Vendredi 29 Décembre 2017


Une page se tourne pour le Parti socialiste français (PS). Son prestigieux siège du 10, rue de Solférino, en plein cœur de Paris, est racheté par le groupe Apsys pour 45,5 millions d'euros. Après la déroute électorale de 2017, le PS, dont les finances sont en berne, devra quitter l’hôtel particulier avant fin septembre. « Solfé » a été le symbole des années Mitterrand avant d'incarner, à tort ou à raison, un PS coupé des réalités.


Le 10 mai 1981, un hôtel particulier du cossu VIIe arrondissement de Paris résonne de cris de victoire. François Mitterrand vient d’être élu président de la République . Depuis la fin d’après-midi, les sympathisants se massent devant le 10, rue de Solférino, là où le PS s’est installé 9 mois auparavant. L’attente est longue et ce n’est que dans la nuit que François Mitterrand, rentré de son fief de Château-Chinon, pénètre dans l’une des cours du bâtiment. « Une image m’a marqué : les gens se poussaient, non pas pour le toucher, mais pour le laisser passer. Il n’avait besoin de rien faire pour fendre la foule », se souvient Jean-Christophe Cambadélis, premier secrétaire du Parti socialiste jusqu'en septembre dernier.

Ce moment historique reste gravé dans la mémoire du PS. « Solférino occupe une place particulière dans l’imaginaire socialiste, parce que le lieu a tout de suite été associé à la victoire de 1981. C’est ce qui en a fait la force symbolique », avance l’historien Alain Bergounioux, ancien membre de cabinets ministériels socialistes et directeur de La revue socialiste.

«Pas besoin d'un immeuble aussi grand !»

Choisir, en 1980, cet hôtel particulier d’un quartier central de Paris, c'était pour François Mitterrand « donner l'image d'un parti de gouvernement, d’un parti proche des lieux de pouvoir » (Assemblée nationale, Elysée, Matignon), raconte Alain Bergounioux. « Etre bien installé, c’était disputer, dans l’imaginaire, l’espace à la droite », abonde Jean-Christophe Cambadélis.

Mais le choix ne plaît pas à tout le monde. « On n’avait pas besoin d’un immeuble aussi grand ! » s’exclame Pierre Joxe, ancien ministre de l'Intérieur. Celui qui est à l’époque trésorier du PS ne voit pas l’intérêt pour son parti de quitter les locaux qu’il occupe en face de l’Assemblée nationale. « Non seulement, le PS a choisi cet édifice immense mais, en plus, il l’a rempli de dizaines d’employés ! », se désole Pierre Joxe. Pour lui, pas besoin de multiplier les postes au sein d’un parti pour conquérir les électeurs. « Il ne faut absolument pas s’imaginer que c’est à partir des mètres carrés qu’on fait des millions de voix. »

Liste des tâches
a - Traduisez en anglais la phrase suivante du passage sur le siège du PS : « Ce moment historique reste gravé dans la mémoire du PS. »
b - D'après le passage sur le siège du PS, pour quelle somme le bâtiment du 10, rue de Solférino est-il racheté ?
c - Recopiez mot pour mot le passage extrait, depuis « Le 10 mai 1981, un » jusqu'à « jusqu'en septembre dernier. » inclus.

Bloc de données
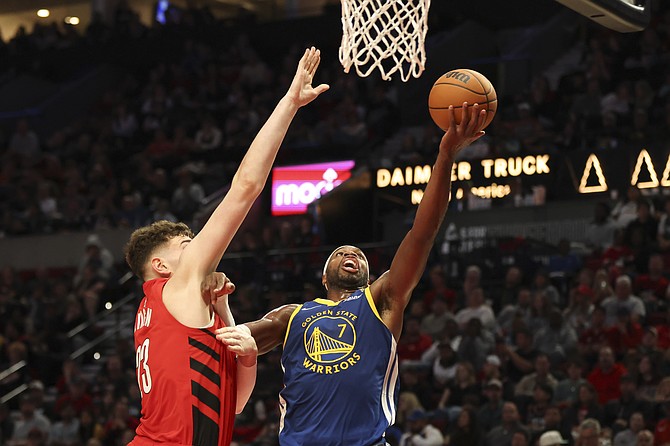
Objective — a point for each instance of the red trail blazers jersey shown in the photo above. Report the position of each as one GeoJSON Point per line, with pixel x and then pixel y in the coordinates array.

En réponse
a - This historic moment remains etched in the memory of the PS.

b - Pour 45,5 millions d'euros.

c -
Le 10 mai 1981, un hôtel particulier du cossu VIIe arrondissement de Paris résonne de cris de victoire. François Mitterrand vient d’être élu président de la République . Depuis la fin d’après-midi, les sympathisants se massent devant le 10, rue de Solférino, là où le PS s’est installé 9 mois auparavant. L’attente est longue et ce n’est que dans la nuit que François Mitterrand, rentré de son fief de Château-Chinon, pénètre dans l’une des cours du bâtiment. « Une image m’a marqué : les gens se poussaient, non pas pour le toucher, mais pour le laisser passer. Il n’avait besoin de rien faire pour fendre la foule », se souvient Jean-Christophe Cambadélis, premier secrétaire du Parti socialiste jusqu'en septembre dernier.